----- SOURCE RECORDS -----

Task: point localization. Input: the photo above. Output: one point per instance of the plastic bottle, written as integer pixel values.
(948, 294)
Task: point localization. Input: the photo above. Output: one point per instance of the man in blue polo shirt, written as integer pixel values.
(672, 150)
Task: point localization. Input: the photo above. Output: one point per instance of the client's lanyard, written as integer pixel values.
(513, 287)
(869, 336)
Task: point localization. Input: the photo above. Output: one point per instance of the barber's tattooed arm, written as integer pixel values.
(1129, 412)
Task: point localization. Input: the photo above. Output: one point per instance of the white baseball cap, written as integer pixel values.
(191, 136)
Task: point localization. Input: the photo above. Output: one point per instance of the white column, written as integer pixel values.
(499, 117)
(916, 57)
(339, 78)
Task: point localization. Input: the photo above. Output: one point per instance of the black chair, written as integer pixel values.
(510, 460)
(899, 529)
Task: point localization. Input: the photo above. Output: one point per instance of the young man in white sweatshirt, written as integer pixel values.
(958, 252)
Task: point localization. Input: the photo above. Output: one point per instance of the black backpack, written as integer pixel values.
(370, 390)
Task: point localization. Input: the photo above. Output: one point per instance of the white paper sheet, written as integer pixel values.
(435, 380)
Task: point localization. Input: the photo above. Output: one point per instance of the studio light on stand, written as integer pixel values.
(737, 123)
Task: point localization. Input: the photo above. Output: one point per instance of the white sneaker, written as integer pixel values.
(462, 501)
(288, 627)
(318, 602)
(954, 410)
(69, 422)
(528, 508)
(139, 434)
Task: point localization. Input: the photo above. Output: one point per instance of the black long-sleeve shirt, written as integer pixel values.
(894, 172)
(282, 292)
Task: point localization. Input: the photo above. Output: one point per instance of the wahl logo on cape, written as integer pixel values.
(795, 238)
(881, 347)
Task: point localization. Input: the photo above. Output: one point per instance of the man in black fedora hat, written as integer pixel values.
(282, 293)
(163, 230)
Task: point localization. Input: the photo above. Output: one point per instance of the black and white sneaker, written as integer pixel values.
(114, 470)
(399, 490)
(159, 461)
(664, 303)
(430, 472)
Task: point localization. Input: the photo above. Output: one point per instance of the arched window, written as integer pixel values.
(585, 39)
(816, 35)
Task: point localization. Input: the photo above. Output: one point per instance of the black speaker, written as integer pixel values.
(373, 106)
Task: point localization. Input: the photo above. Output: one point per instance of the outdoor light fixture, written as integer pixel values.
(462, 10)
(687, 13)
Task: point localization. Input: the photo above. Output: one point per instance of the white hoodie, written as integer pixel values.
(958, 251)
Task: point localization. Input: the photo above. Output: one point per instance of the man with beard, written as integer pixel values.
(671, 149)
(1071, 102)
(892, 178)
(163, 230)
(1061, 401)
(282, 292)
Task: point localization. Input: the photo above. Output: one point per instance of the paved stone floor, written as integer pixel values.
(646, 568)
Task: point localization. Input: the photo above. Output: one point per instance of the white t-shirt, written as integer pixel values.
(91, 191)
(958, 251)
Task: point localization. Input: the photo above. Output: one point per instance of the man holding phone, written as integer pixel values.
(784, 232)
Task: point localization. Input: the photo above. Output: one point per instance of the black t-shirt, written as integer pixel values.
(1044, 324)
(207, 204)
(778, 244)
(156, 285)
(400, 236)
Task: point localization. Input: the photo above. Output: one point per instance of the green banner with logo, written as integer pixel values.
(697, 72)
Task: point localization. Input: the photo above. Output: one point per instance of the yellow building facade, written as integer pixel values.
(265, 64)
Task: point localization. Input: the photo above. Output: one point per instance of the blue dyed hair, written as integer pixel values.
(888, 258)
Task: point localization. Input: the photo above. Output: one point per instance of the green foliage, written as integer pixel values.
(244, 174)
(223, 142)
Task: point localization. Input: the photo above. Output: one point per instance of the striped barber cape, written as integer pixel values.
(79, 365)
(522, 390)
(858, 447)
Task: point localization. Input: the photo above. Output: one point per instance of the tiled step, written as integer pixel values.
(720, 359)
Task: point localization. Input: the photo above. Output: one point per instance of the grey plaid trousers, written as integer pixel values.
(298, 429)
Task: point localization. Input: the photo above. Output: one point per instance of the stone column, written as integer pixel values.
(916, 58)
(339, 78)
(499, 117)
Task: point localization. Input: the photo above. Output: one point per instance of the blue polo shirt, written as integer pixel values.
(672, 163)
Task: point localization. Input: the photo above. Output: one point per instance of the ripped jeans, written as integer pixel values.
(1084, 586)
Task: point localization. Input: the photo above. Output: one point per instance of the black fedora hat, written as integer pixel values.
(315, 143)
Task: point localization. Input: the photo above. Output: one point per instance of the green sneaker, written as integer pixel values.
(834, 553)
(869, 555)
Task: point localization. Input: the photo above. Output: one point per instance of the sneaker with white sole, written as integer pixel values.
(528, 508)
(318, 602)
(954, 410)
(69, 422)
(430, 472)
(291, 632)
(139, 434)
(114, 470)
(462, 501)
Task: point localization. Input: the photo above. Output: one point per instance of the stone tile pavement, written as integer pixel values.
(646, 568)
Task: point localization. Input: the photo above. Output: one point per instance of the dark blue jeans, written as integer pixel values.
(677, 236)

-----

= EXERCISE AIM =
Nothing but the line with "blue jeans, written as integer pixel values." and the lines after it, through the end of the material, should appear in the output, word for word.

= TASK RESPONSE =
Task: point localization. Input: the photo above. Output: one point per instance of the dark blue jeans, written as integer pixel values.
(677, 236)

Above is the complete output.